После того как автор сотворит свой особый повествовательный мир, слова неизбежно придут сами, причем именно те, которых требует данный мир. Так, стиль, использованный мною для «Имени розы», — это стиль средневековой хроники: точный, наивный, по необходимости упрощенный (смиренный монах в четырнадцатом веке не мог писать, как Джойс, или извлекать из глубин памяти мельчайшие подробности минувшего, как Пруст). Более того, поскольку я, предположительно, расшифровывал выполненный в девятнадцатом веке перевод средневекового манускрипта, латынь древних хроник являлась моей стилистической моделью лишь опосредованно; в значительно большей степени я ориентировался на стиль, которым пользовались переводчики старинных рукописей на современный язык.
В «Маятнике Фуко» смешано несколько стилей: выспренний, архаичный язык Алье, псевдо-д'аннунцианская фашистская риторика Арденти, разочарованный, иронично-литературный стиль секретных файлов Бельбо (подлинно постмодернистский в своем бесконечном использовании литературных цитат), рассчитанные на невзыскательный вкус тирады господина Гарамона и сквернословие трех безответственных фантазеров-редакторов, мешающих ученые аллюзии с дешевыми каламбурами. «Смена тональности» в романе — не просто результат использования разных стилей письма, она определена психологией персонажей и природой мира, в котором разворачивается действие.

> _ИЗВЛЕЧЕННЫЕ ЗАПИСИ_:
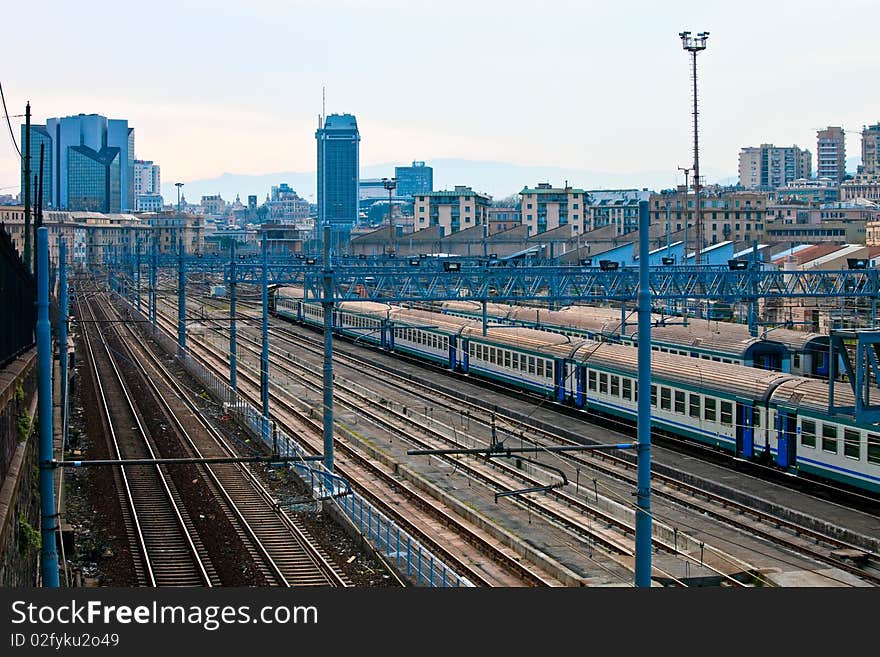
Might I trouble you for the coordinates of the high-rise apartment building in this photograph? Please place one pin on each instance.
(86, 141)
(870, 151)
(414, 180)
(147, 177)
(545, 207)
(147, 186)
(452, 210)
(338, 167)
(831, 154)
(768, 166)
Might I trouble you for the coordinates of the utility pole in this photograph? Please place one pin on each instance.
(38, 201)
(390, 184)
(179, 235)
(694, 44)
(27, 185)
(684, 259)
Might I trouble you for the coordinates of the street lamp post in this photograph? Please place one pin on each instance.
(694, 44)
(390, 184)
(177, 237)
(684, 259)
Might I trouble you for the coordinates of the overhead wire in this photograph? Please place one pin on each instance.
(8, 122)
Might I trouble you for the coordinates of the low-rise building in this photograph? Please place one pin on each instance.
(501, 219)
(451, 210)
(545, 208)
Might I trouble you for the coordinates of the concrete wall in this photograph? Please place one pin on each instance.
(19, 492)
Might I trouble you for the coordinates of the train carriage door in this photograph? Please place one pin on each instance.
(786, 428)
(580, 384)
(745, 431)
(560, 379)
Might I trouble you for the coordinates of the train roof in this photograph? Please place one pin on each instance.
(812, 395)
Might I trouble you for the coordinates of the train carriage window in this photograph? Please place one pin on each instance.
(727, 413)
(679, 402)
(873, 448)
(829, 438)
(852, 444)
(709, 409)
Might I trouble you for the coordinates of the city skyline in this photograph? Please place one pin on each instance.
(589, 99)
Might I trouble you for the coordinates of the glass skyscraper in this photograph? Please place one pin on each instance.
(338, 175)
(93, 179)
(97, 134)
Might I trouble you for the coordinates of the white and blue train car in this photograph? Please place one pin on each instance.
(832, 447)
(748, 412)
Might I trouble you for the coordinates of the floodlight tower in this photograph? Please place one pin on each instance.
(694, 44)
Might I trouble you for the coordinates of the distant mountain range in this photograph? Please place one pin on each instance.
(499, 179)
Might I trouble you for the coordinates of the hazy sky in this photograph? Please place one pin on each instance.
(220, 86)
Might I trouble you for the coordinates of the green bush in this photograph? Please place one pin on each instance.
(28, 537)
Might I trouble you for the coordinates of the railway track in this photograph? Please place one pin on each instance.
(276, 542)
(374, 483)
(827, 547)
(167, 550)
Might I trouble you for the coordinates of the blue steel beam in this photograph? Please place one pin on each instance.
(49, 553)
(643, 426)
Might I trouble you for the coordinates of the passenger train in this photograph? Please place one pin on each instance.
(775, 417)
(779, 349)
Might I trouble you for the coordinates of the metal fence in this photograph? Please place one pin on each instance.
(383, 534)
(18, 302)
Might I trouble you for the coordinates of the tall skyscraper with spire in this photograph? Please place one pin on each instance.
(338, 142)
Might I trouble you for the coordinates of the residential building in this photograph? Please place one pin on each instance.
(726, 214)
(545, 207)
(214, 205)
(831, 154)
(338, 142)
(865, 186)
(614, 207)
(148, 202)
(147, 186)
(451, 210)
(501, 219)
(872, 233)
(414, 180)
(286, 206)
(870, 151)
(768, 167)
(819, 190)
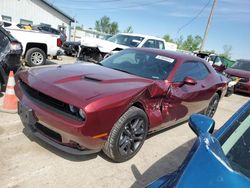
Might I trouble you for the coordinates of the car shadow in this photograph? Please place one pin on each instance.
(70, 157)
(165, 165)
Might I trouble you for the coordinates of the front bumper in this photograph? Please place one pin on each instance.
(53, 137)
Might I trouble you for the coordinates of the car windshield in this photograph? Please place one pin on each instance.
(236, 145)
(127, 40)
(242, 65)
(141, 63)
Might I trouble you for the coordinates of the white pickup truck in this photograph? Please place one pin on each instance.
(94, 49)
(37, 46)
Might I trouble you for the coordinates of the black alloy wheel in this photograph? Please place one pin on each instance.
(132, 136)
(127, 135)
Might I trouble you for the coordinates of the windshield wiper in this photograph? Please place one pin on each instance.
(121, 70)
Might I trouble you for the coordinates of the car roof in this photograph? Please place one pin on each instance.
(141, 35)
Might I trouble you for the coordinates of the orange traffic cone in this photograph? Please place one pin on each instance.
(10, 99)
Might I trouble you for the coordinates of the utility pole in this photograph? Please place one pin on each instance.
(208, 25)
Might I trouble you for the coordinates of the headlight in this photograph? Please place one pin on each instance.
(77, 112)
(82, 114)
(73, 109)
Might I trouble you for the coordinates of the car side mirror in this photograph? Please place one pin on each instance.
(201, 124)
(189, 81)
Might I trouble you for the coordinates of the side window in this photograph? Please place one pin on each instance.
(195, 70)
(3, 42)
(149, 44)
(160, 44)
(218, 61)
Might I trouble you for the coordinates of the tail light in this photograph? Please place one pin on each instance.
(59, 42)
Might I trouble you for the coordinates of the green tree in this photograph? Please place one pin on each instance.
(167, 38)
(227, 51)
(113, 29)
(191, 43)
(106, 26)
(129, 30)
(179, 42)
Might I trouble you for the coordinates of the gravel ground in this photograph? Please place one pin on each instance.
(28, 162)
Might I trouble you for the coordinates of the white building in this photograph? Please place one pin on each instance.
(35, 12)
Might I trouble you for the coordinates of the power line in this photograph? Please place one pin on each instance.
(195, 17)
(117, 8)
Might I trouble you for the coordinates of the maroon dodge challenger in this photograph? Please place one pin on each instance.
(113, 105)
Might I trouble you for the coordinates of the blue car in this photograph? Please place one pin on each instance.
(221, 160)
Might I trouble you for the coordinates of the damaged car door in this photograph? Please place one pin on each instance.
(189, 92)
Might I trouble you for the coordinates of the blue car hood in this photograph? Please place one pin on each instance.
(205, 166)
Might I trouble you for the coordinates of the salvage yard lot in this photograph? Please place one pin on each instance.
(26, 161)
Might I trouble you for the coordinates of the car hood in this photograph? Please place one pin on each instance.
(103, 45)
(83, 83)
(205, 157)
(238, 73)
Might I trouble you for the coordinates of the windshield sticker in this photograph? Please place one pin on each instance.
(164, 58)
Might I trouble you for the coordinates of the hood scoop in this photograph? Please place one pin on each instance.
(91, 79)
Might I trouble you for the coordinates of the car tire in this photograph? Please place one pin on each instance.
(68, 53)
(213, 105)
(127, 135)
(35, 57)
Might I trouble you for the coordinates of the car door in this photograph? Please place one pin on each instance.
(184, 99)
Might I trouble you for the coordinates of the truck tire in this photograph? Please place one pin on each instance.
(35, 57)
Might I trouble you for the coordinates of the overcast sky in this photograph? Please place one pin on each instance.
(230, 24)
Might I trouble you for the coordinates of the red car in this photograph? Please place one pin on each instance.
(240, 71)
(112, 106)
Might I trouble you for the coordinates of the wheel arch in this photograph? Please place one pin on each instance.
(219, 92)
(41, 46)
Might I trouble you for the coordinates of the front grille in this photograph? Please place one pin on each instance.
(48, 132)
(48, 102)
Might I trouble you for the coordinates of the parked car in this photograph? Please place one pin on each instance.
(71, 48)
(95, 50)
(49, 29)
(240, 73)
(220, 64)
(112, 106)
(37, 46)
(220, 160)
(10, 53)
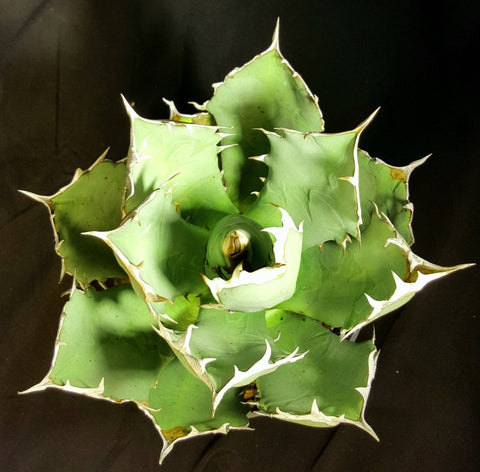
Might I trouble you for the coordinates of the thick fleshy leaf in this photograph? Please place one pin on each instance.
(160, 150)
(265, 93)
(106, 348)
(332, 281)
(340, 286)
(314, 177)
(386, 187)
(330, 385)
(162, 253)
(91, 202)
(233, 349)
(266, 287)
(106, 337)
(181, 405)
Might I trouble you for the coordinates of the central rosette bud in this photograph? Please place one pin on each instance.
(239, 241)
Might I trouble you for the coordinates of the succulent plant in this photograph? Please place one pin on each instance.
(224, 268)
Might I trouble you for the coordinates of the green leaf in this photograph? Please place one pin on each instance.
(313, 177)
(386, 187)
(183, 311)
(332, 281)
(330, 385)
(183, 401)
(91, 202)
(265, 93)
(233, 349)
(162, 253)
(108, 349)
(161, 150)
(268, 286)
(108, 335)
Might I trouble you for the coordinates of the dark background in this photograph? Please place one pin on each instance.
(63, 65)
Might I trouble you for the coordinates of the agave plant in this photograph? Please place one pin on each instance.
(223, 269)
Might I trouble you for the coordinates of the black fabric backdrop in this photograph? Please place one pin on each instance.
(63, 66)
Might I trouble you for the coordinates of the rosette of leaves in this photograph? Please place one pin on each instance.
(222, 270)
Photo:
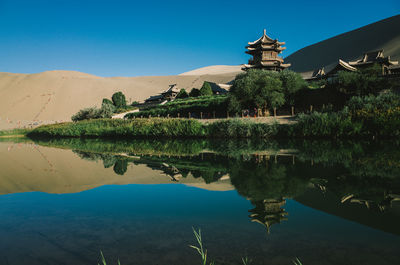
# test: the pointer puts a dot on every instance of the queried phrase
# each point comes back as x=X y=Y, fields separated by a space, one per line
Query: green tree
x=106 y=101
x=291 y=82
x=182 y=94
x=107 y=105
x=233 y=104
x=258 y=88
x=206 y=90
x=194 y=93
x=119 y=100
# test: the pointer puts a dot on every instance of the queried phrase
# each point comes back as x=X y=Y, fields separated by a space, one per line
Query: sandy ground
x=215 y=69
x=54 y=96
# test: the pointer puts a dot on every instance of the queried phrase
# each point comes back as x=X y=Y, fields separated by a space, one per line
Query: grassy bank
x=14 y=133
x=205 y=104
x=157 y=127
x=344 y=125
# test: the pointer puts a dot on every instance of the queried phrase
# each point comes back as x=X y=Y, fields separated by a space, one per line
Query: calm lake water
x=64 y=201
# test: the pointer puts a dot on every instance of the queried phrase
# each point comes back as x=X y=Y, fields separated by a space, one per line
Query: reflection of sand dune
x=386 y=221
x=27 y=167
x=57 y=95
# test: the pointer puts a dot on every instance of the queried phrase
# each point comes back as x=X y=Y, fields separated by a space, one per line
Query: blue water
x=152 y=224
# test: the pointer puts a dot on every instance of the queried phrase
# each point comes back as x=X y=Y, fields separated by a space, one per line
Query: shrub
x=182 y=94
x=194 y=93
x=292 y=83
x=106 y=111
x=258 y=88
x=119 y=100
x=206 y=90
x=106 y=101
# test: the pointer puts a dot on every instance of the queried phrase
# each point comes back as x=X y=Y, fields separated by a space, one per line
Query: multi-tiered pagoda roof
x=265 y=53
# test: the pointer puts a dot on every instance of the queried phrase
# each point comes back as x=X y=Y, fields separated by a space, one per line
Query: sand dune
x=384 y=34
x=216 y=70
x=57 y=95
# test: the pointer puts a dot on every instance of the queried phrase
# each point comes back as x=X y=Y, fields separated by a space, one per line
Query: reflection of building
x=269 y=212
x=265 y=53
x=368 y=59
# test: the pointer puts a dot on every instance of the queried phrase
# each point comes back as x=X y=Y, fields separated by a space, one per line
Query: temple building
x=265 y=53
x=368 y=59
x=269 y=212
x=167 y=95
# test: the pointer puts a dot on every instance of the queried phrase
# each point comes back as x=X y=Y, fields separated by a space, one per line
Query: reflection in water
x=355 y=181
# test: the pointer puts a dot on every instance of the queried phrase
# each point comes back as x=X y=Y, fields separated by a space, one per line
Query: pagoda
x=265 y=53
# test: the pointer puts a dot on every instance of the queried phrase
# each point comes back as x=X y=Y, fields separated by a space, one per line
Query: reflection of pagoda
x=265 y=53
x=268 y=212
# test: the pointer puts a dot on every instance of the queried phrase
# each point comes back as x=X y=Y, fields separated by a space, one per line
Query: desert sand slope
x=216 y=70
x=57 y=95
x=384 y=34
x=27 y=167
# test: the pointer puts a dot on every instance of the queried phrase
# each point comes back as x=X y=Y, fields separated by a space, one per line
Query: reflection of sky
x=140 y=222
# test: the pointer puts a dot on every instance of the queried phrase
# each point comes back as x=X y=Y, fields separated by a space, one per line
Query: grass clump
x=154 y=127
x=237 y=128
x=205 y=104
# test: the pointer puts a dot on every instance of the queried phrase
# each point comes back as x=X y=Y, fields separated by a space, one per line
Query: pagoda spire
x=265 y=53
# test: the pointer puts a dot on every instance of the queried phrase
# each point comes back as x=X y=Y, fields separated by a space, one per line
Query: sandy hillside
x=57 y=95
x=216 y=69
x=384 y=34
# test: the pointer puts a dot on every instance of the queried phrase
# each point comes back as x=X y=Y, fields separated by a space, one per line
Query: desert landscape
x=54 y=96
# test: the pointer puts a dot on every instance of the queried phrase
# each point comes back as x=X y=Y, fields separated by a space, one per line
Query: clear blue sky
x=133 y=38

> _ЗАДАЧИ_:
a – Ответьте по отрывку о стиле романов на следующие вопросы:
(i) Стиль какой хроники использован для «Имени розы»?
(ii) Чей язык в «Маятнике Фуко» назван выспренним и архаичным?
(iii) Чем, помимо использования разных стилей письма, определена «смена тональности» в романе?
b – Выпишите из листинга каждую строку, где встречается слово «sandy».
Отрывок и листинг представляют собой отдельные, не связанные между собой материалы.

> _ОТВЕТЫ ПО ЗАДАЧАМ_:
a –
(i) Стиль средневековой хроники.
(ii) Язык Алье.
(iii) Психологией персонажей и природой мира, в котором разворачивается действие.

b –
Query: sandy ground
Query: sandy hillside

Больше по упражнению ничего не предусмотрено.